## ROWS
◇ ◇ ◇ ◇ ◇ ◇ ◇
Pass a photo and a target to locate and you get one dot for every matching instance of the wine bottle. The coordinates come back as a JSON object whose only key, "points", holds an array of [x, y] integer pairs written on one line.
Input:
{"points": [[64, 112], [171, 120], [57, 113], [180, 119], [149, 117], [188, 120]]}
◇ ◇ ◇ ◇ ◇ ◇ ◇
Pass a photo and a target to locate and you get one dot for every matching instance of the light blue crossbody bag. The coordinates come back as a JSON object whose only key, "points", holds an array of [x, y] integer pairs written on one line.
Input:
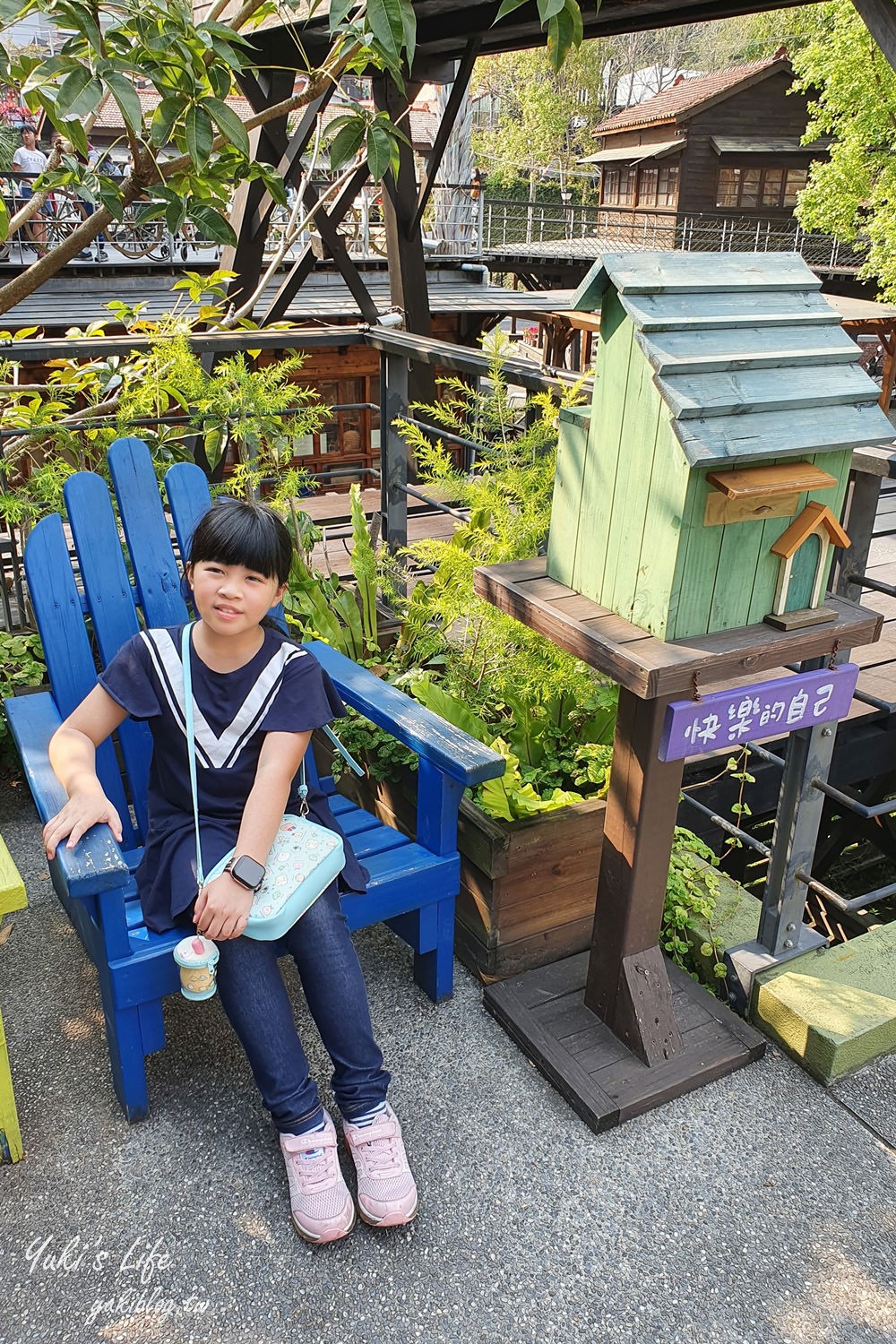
◇ ◇ ◇ ◇ ◇ ◇ ◇
## GOAL
Pull out each line of the records in which the string "photo" appears.

## OUTPUT FOR THIS TASK
Pass a photo and a target to locate and you get one dot for every matching instance of the wine bottle. The coordinates come back as a JSON object whose only key, "points", holds an array of [x, y] integer pairs written on one line.
Pass a photo and a target to locate and you get one dot for every matching instance of the light blue crossbody bag. The coordinates come back as a JSON object whose only key, "points", holds an array of [x, y] integer pairs written on one line.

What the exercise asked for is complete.